* [本文]
_ _ _ _

ナタリー PowerPush - 曽我部恵一

簡単には感動させたくない

独り言をちゃんと言おうと思った

曽我部恵一

──「自分のことを歌いたい」という感覚はわかる気がしますが、でも以前の曽我部さんはそれだけじゃなかったと思うんです。歌で世の中に何かを伝えようとしていましたよね。

うん、確かにこれまで書いてた曲では外とのコミュニケーションっていうか、自分を取り巻く世界のことを歌うみたいなところもあったんだけど、そういうのも嘘くさいなーなんて思って。

──嘘くさい?

「コミュニケーションしようぜ」なんていうのは聴き手を下に見てる気がする。この社会の閉塞感とか日本の状況をうまく描いたとして、それが表現者にとってなんの意味があるんだろうって。今までもそういう気持ちはあったと思うの。サニーデイ・サービスのときもそうだった。社会のこととか自分を取り巻く世界のことよりも自分の心なんだっていう気持ちはどこかにあった。それを今また改めて感じて、独り言をちゃんと言おうと思ったんだよね。

──確かにこのアルバムに入っている歌は全部独り言みたいなものですね。

うん、今までは独り言を壮大な曲に仕立てて、それっぽく成立させてきたんだけど。

──でもそういうのが普通の歌なんじゃないですか?

いや、例えばジョン・レノンの「ジョンの魂」とかRCサクセションの「楽しい夕に」っていうアルバム、俺はすごく好きなんだけど、あそこには独り言が独り言のままあるよ。脚色がない気がする。だからよくわかんないし、でもその人がよくわかる。それが本当のコミュニケーションなんじゃないかな。

──なるほど。

まあいろんなやり方があるし、みんながこのやり方をやらなきゃいけないってことじゃないけどね。

──あえて技巧を加えずに、そのままを出すということですよね。

曽我部恵一

子供たちが作文とか書くにしてもだんだんうまくなって「お前そんなこと思ってないだろう」みたいなこと書き始めるじゃん。「私もがんばりたいと思いました」みたいな。いや、そういうことじゃなくて、もっと君の心が聞きたいんだよって思う。高学年くらいになると作りこんだ跡も見せないくらい巧みになってきて。でもやっぱり自分が歌を歌うときくらいはそうじゃない感じでやりたくて。本当は誰でもあるんだよ、例えばコンビニで店員に「チッ」とか思うこととか。でもそのことはとりあえずナシにしといて、素晴らしい未来のことを歌ったりするじゃない。でも「その『チッ』はどこいったんだよ、お前」って思うわけ。こっちの大きい素晴らしいことを表現するときに、そういう小さなことが見捨てられがちだから。自分はそこもちゃんと歌にしていきたいなって。

_ _ _ _

* [保存データ]

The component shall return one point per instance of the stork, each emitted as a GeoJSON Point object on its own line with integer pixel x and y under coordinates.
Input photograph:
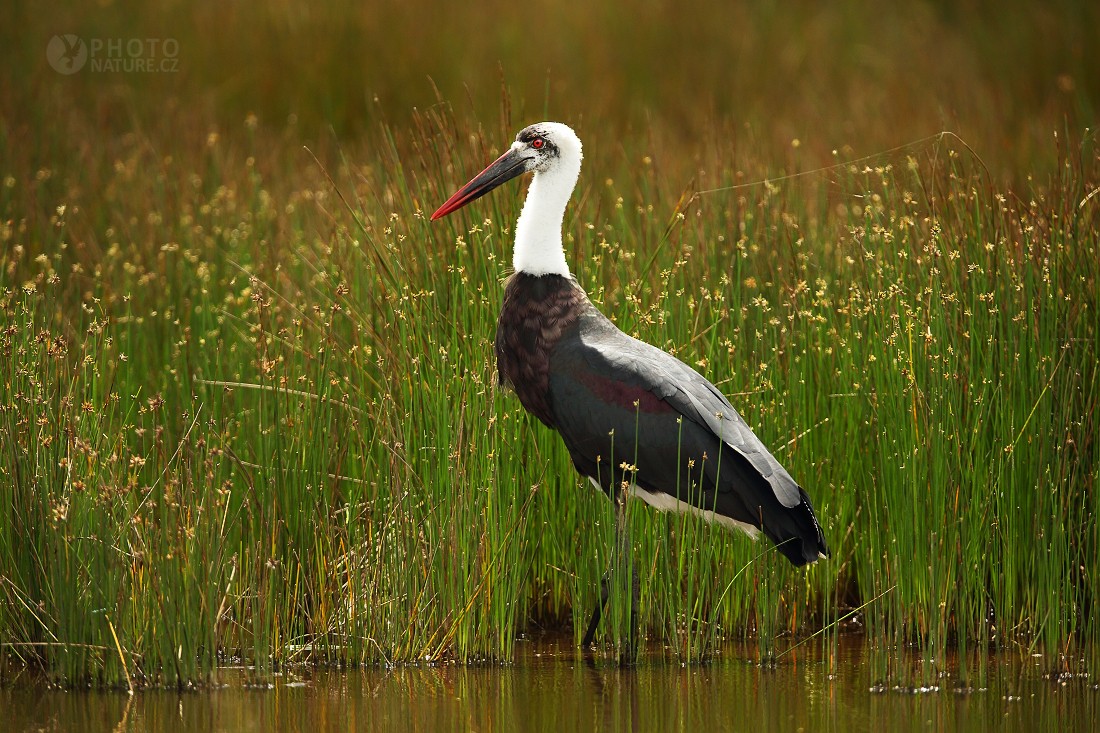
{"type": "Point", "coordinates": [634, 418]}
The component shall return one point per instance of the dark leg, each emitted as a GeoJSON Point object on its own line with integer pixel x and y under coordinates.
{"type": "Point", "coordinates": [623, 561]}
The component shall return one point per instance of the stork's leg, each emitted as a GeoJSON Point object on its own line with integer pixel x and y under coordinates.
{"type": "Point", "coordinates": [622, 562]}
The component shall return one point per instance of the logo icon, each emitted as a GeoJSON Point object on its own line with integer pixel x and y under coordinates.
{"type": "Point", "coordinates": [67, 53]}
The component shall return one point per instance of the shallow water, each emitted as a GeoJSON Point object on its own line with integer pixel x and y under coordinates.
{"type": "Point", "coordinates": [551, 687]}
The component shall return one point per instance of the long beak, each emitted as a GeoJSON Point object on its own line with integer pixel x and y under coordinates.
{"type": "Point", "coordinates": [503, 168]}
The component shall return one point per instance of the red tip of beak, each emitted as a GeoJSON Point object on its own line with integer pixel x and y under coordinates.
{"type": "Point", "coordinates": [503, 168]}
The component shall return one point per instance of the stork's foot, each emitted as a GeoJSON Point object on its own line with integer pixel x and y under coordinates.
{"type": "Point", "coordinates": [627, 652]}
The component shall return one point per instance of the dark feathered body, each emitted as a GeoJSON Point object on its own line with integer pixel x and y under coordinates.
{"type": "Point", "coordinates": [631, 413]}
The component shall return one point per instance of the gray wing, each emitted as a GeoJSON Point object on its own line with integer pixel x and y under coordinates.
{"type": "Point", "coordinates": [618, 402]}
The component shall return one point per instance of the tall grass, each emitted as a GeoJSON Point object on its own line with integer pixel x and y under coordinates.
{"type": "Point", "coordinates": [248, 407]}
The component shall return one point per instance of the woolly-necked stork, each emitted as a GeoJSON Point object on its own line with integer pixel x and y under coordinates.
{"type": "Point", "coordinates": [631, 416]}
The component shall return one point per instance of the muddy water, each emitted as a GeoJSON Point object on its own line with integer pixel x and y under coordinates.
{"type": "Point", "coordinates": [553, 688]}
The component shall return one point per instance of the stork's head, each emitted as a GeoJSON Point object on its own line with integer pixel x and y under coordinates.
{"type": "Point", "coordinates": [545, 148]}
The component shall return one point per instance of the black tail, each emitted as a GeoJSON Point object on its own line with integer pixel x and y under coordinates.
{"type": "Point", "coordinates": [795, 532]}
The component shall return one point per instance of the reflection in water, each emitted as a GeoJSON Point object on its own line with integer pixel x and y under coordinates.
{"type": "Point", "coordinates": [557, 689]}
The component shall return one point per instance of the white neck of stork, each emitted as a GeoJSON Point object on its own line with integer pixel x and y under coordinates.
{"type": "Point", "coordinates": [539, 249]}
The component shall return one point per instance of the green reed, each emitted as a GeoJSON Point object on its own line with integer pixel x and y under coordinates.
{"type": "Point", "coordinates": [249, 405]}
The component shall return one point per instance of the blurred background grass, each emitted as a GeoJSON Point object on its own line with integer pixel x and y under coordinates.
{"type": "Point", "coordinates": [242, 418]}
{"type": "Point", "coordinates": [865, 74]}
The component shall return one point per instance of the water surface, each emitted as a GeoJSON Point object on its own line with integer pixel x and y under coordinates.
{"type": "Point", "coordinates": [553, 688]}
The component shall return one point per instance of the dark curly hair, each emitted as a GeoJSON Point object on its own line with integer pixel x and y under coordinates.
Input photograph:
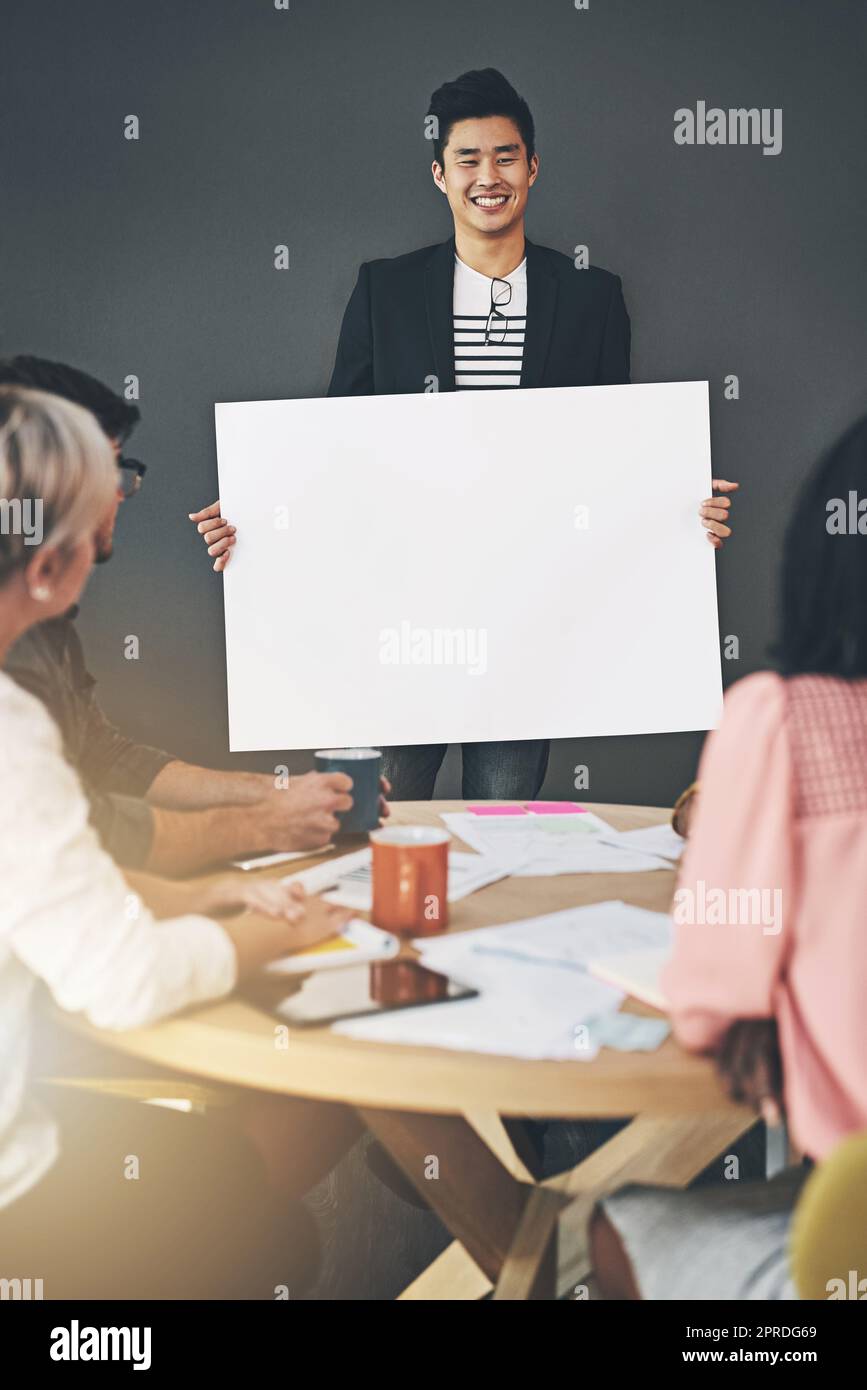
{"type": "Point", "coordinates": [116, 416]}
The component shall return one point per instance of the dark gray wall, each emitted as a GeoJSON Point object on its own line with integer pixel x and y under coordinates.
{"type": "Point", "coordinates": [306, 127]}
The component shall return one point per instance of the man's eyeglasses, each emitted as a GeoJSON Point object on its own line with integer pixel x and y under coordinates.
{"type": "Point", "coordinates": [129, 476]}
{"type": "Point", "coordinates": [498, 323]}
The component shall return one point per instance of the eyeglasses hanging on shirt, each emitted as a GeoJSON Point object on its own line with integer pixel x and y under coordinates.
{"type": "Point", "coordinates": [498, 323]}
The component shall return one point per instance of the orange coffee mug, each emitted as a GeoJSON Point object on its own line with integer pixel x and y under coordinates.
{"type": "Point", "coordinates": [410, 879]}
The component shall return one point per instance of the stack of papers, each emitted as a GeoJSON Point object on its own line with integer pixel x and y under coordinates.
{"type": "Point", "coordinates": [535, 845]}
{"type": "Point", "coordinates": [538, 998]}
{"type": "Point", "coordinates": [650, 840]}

_ _ _ _

* [目標] 曽我部恵一のインタビューを、最後の文のあとから書き続けてください。

* [課題への回答]
──曽我部さんがやろうと思えば、カレーライスの歌にもちょっと気の利いた、共感を得られるような要素を入れることはできるはずなのに。

入れるとまたちょっと自分から離れちゃうからね。

──入れないって決めて、意識してやってないわけですよね。

でも初期の清志郎とかもやってないよ、ジョン・レノンとかも。からっからに乾いてて「この人寂しいんだな」ってことだけがぼんやり残るんだよね。言いたいことは漠然としてたとしても、ぼんやりとその人だけは残る。俺はそれがいいなって思うの。

物足りなくていい

──ひとつ気になる点があって、日記的なアプローチをとっているせいか、このアルバムはいわゆる“名盤”的な印象が薄い気がするんです。どの曲もさりげないぶん、大きな感動みたいなものは生まれにくくて、そこに若干の物足りなさを感じるところもあるんですが。

いや、それでいいんだよ。よくわからなくて物足りない。それでいいと思うな。

──そういうものですか。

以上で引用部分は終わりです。